(Image region labeling records)
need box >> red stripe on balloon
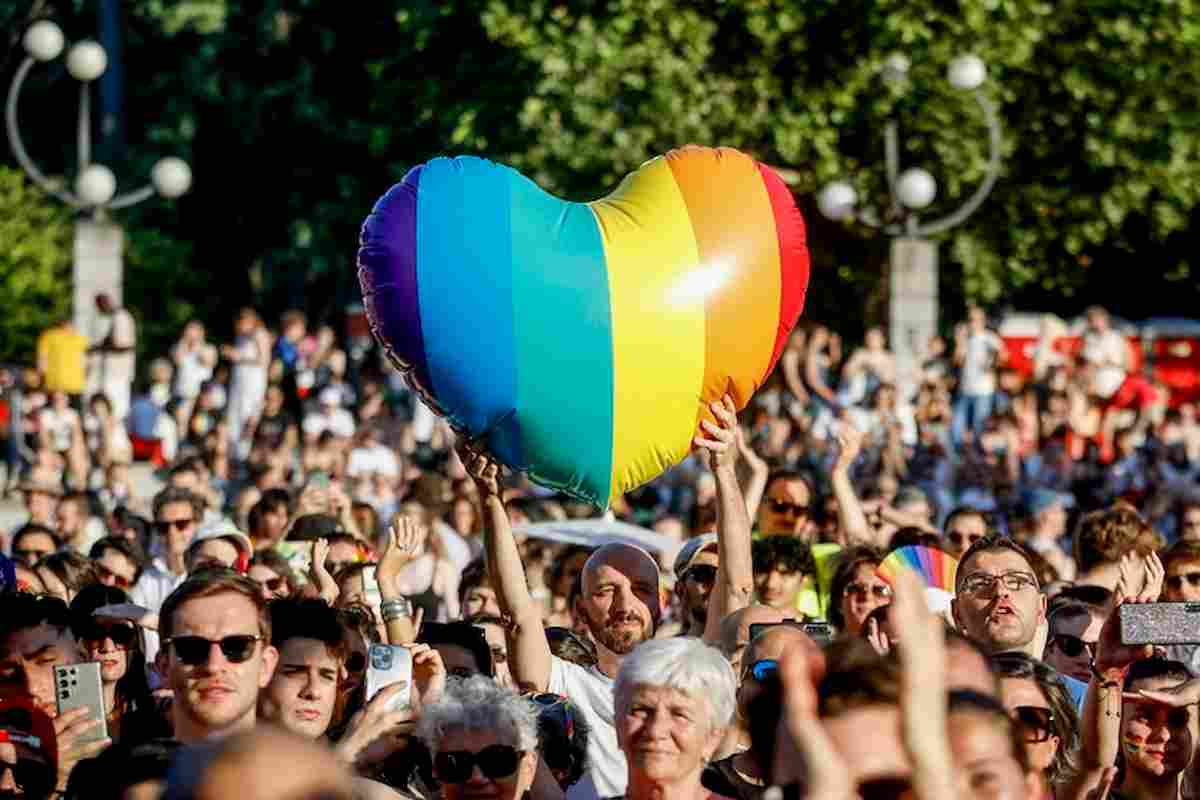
[758,164,809,377]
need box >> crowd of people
[0,297,1200,800]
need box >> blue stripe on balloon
[359,167,430,400]
[416,156,526,468]
[509,172,614,507]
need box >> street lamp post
[5,19,192,345]
[817,54,1001,407]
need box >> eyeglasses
[1050,633,1094,658]
[166,633,263,667]
[1013,705,1054,742]
[79,622,137,648]
[346,650,367,675]
[258,576,287,591]
[768,498,811,517]
[746,658,779,684]
[683,564,716,584]
[154,517,196,534]
[96,561,133,589]
[433,745,524,783]
[842,583,892,600]
[1166,572,1200,591]
[961,572,1038,595]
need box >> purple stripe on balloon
[359,167,433,397]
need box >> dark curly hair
[751,536,817,575]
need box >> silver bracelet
[379,597,413,622]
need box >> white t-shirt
[960,331,1004,395]
[346,444,400,477]
[301,408,354,439]
[1082,330,1129,399]
[547,656,629,800]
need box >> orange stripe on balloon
[667,146,780,417]
[757,164,809,374]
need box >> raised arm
[457,441,551,692]
[829,422,878,546]
[692,395,754,644]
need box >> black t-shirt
[254,409,296,449]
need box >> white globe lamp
[67,40,108,83]
[817,181,858,221]
[150,156,192,198]
[947,54,988,91]
[896,167,937,210]
[76,164,116,207]
[22,19,64,61]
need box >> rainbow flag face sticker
[358,146,809,507]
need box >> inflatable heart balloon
[358,146,809,507]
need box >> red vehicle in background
[997,312,1200,408]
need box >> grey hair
[612,637,738,728]
[416,675,538,753]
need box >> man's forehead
[959,549,1032,576]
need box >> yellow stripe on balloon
[590,157,712,503]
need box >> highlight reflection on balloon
[359,146,809,506]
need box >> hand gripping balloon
[358,146,809,507]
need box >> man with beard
[458,397,752,800]
[950,535,1087,708]
[160,569,278,745]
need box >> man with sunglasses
[158,569,278,745]
[1044,601,1104,684]
[130,487,204,618]
[458,396,754,800]
[0,594,113,789]
[950,535,1087,708]
[674,534,718,636]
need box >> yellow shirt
[37,325,88,395]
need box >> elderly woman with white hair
[613,638,737,800]
[416,675,538,800]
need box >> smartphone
[750,619,833,649]
[54,661,108,744]
[362,564,383,608]
[367,644,413,711]
[1117,603,1200,644]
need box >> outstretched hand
[455,439,500,498]
[692,395,738,473]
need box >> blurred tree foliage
[0,167,71,361]
[4,0,1200,367]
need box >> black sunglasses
[433,745,524,783]
[154,517,196,534]
[683,564,716,583]
[166,633,263,667]
[1050,633,1093,658]
[1013,705,1054,742]
[79,622,137,648]
[746,658,779,684]
[769,499,810,517]
[1166,572,1200,591]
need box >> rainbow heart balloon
[875,545,959,595]
[358,146,809,507]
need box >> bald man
[166,726,355,800]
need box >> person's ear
[258,645,280,688]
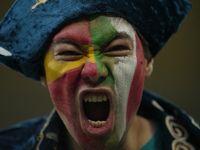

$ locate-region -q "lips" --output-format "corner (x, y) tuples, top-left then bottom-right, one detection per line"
(80, 89), (113, 134)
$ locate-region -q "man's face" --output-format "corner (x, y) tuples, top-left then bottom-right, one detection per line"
(44, 16), (145, 150)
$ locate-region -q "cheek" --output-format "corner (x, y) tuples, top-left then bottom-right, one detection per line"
(127, 35), (145, 124)
(48, 67), (82, 122)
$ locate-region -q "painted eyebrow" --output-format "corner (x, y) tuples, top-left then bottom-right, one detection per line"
(53, 39), (88, 53)
(99, 32), (133, 51)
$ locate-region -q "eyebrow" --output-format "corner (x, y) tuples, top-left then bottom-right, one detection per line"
(99, 32), (133, 51)
(53, 39), (88, 53)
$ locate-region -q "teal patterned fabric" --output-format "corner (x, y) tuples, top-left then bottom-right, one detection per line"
(0, 90), (200, 150)
(0, 0), (192, 80)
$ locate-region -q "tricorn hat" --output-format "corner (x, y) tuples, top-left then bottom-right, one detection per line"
(0, 0), (192, 80)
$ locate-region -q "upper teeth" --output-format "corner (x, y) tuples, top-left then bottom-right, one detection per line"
(84, 95), (108, 102)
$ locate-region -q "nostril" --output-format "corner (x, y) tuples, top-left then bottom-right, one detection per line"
(99, 76), (106, 83)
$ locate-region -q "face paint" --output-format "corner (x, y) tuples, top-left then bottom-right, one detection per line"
(44, 16), (144, 150)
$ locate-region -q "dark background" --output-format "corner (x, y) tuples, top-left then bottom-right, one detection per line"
(0, 0), (200, 128)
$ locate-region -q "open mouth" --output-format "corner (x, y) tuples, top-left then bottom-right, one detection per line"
(83, 93), (110, 128)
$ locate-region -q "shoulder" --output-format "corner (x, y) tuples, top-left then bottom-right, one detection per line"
(0, 117), (46, 150)
(138, 90), (200, 150)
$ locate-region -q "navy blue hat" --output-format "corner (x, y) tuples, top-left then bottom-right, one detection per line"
(0, 0), (192, 80)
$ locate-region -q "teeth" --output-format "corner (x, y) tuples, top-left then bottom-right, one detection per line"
(88, 120), (106, 128)
(84, 95), (108, 102)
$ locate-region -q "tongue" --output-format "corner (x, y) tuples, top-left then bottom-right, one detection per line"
(83, 101), (110, 121)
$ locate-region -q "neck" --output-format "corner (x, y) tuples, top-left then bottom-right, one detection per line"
(67, 115), (156, 150)
(117, 115), (156, 150)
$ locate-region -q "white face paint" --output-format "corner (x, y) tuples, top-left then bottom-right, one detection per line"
(112, 17), (137, 139)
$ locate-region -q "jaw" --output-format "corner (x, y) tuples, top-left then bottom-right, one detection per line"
(78, 87), (114, 137)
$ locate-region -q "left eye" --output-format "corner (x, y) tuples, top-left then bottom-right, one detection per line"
(106, 45), (129, 52)
(58, 51), (81, 56)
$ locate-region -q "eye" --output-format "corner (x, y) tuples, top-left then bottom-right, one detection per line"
(107, 45), (130, 52)
(58, 51), (81, 56)
(53, 44), (85, 61)
(102, 39), (133, 57)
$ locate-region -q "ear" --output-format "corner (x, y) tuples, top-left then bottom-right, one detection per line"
(40, 74), (47, 87)
(145, 57), (154, 79)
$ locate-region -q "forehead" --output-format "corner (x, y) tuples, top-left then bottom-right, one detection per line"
(53, 15), (134, 47)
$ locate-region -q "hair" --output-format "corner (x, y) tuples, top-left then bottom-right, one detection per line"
(132, 25), (152, 60)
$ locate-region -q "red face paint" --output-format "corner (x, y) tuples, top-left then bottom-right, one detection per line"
(127, 35), (145, 124)
(45, 16), (144, 150)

**Set problem**
Repeat the records from the line with "need box >> silver bracelet" up to and including the line with "[590,157,712,503]", keeping every request line, and raise each bounding-box coordinate by 136.

**Full solution**
need box >> silver bracelet
[515,733,549,758]
need box >> white t-shirt
[1096,467,1140,531]
[482,580,536,613]
[437,544,490,575]
[1218,466,1265,535]
[683,792,765,936]
need box >> orange stripe on balloon
[803,282,916,553]
[893,300,945,510]
need box >> raised arm
[593,577,687,828]
[965,558,1014,682]
[828,531,890,780]
need box >> black t-shirt
[390,545,432,585]
need box >> white globe lamp
[203,176,244,219]
[953,317,994,357]
[286,292,328,334]
[1083,190,1124,227]
[1032,303,1073,346]
[212,300,252,343]
[158,155,200,197]
need box >> rainbow flag face sticker
[494,282,945,643]
need box >> inflatable heart balloon
[494,282,945,643]
need box >> red vehicle in background
[1133,448,1336,544]
need box >> grey hair
[748,773,874,864]
[552,811,674,889]
need box >> man's forehead
[1095,685,1168,712]
need box >> yellow stripe on balloon
[726,293,848,639]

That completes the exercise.